* [Given passage]
— start —

Convert dataframe to runnable Julia code?

How would I convert a dataframe to Julia code? I have a dataframe containing these in a notebook, and I want Julia code that when run, produces a dataframe with the same contents.

10 rows × 12 columns

PassengerId	Survived	Pclass	Name	Sex	Age	SibSp	Parch	Ticket	Fare	Cabin	Embarked
Int64	Int64	Int64	String	String	Float64?	Int64	Int64	String	Float64	String?	String?
1	30	0	3	Todoroff, Mr. Lalio	male	missing	0	0	349216	7.8958	missing	S
2	205	1	3	Cohen, Mr. Gurshon "Gus"	male	18.0	0	0	A/5 3540	8.05	missing	S

Sorry I’m not sure I understand the question - how did you create this DataFrame in the first place?

If you’ve got the DataFrame in a notebook you can just using CSV; CSV.write("mydata.csv", df) and then another file which does using CSV, DataFrames; CSV.read("mydata.csv", DataFrame) will give you the same DataFrame back.

The DataFrame was obtained using CSV.read().

The thing is, I can easily re-create it any time, but doing that requires, well, reading a CSV. I want something that is just Julia code, no external files.

An external file makes some things more difficult. For instance asking a question about code is hard because I can’t post an external file alongside the code in the forums.

Blindly copy-pasting lines from the original CSV to a string, and then reading it as CSV afterward doesn’t work as the following is not a valid string.

thecsv = """
PassengerId,Survived,Pclass,Name,Sex,Age,SibSp,Parch,Ticket,Fare,Cabin,Embarked
30,0,3,"Todoroff, Mr. Lalio",male,,0,0,349216,7.8958,,S
205,1,3,"Cohen, Mr. Gurshon ""Gus""",male,18,0,0,A/5 3540,8.05,,S
"""

In any case, it is a lot more work to do it manually.

In R I would use dump(), which produces a file of R code you can run to produce the original object, but Julia’s dump() does a different thing.

If you just want it to be pastable so you can post it on forums and the like, you could print it in a copy-paste-friendly form. Here is one way to do that:

function to_pastable(df)
    print("DataFrame(")
    for n in names(df)
        print(n, " = ", df[!, n], ", ")

— end —

Records from a point labeling set:
— start —

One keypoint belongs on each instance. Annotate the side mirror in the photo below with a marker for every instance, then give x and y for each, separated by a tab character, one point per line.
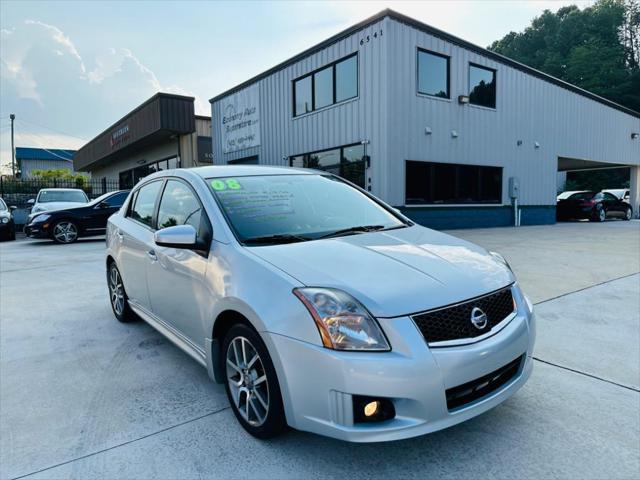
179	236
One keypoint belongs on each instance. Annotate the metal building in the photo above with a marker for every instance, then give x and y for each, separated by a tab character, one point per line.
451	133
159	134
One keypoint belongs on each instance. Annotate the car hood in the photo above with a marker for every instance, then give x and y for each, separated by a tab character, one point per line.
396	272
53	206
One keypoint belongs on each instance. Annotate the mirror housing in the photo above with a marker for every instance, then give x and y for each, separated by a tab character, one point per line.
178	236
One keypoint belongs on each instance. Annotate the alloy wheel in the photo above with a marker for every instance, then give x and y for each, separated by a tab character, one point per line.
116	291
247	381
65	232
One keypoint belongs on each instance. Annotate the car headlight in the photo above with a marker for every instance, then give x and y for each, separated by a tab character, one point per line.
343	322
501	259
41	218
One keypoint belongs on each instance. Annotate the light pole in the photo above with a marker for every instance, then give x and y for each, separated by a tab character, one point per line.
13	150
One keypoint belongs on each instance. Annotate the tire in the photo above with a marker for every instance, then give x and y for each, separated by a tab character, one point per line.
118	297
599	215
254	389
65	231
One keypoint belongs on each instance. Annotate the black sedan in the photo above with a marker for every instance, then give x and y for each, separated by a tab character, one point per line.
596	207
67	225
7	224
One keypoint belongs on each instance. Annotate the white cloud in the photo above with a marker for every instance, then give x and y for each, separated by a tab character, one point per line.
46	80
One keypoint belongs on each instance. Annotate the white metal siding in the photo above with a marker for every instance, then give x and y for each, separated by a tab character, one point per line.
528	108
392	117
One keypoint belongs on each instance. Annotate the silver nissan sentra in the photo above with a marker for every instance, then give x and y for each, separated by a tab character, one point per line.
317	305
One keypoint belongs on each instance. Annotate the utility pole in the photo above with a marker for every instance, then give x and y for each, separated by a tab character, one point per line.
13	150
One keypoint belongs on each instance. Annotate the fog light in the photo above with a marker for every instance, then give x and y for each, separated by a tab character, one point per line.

— end —

* [Stated problem 1]
How would you translate this sentence from the Julia dataframe thread into Spanish: "An external file makes some things more difficult."
* [Stated problem 2]
Could you retype the part of the Julia dataframe thread starting at "10 rows × 12" and ending at "same DataFrame back."?
The records have no role in this work.

* [Correct output 1]
Un archivo externo hace que algunas cosas sean más difíciles.

* [Correct output 2]
10 rows × 12 columns

PassengerId	Survived	Pclass	Name	Sex	Age	SibSp	Parch	Ticket	Fare	Cabin	Embarked
Int64	Int64	Int64	String	String	Float64?	Int64	Int64	String	Float64	String?	String?
1	30	0	3	Todoroff, Mr. Lalio	male	missing	0	0	349216	7.8958	missing	S
2	205	1	3	Cohen, Mr. Gurshon "Gus"	male	18.0	0	0	A/5 3540	8.05	missing	S

Sorry I’m not sure I understand the question - how did you create this DataFrame in the first place?

If you’ve got the DataFrame in a notebook you can just using CSV; CSV.write("mydata.csv", df) and then another file which does using CSV, DataFrames; CSV.read("mydata.csv", DataFrame) will give you the same DataFrame back.